-------- Input rows

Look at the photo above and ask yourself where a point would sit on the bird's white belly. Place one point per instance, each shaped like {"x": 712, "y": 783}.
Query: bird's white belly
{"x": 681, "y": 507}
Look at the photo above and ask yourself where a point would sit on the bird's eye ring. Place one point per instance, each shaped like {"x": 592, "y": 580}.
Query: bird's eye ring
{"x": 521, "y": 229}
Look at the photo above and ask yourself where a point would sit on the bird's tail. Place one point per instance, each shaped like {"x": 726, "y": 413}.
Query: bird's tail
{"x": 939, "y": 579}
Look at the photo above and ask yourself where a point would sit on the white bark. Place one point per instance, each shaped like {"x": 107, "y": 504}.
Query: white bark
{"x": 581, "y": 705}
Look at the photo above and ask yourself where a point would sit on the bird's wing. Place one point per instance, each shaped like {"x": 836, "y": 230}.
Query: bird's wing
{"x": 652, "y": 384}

----------------

| Set exercise |
Rewrite the listing above as a JSON array of strings, one string per line, with blank lines omitted.

| Exercise answer |
[
  "Look at the photo above and ask yourself where a point would sit on the bird's white belly. Place one point per instance, each shaped like {\"x\": 712, \"y\": 783}.",
  "Query: bird's white belly",
  "{\"x\": 681, \"y\": 507}",
  "Look at the photo above and ask yourself where a point would sit on the bird's eye ring. Place one point per instance, each shaped like {\"x\": 592, \"y\": 580}.",
  "Query: bird's eye ring",
  "{\"x\": 521, \"y\": 229}",
  "Look at the photo above and ask yourself where a point would sit on the bird's tail. Place one point per instance, each shaped like {\"x\": 726, \"y\": 413}.",
  "Query: bird's tail",
  "{\"x\": 939, \"y\": 579}",
  "Look at the photo above and ask yourself where a point would sit on the white bark. Place one point per instance, each shaped like {\"x\": 107, \"y\": 504}.",
  "Query: white bark",
  "{\"x\": 581, \"y\": 705}",
  "Look at the photo above and ask yourself where a point would sit on the bird's wing. Place one point per instance, each shaped like {\"x\": 836, \"y\": 230}.",
  "Query: bird's wing",
  "{\"x\": 652, \"y\": 384}"
]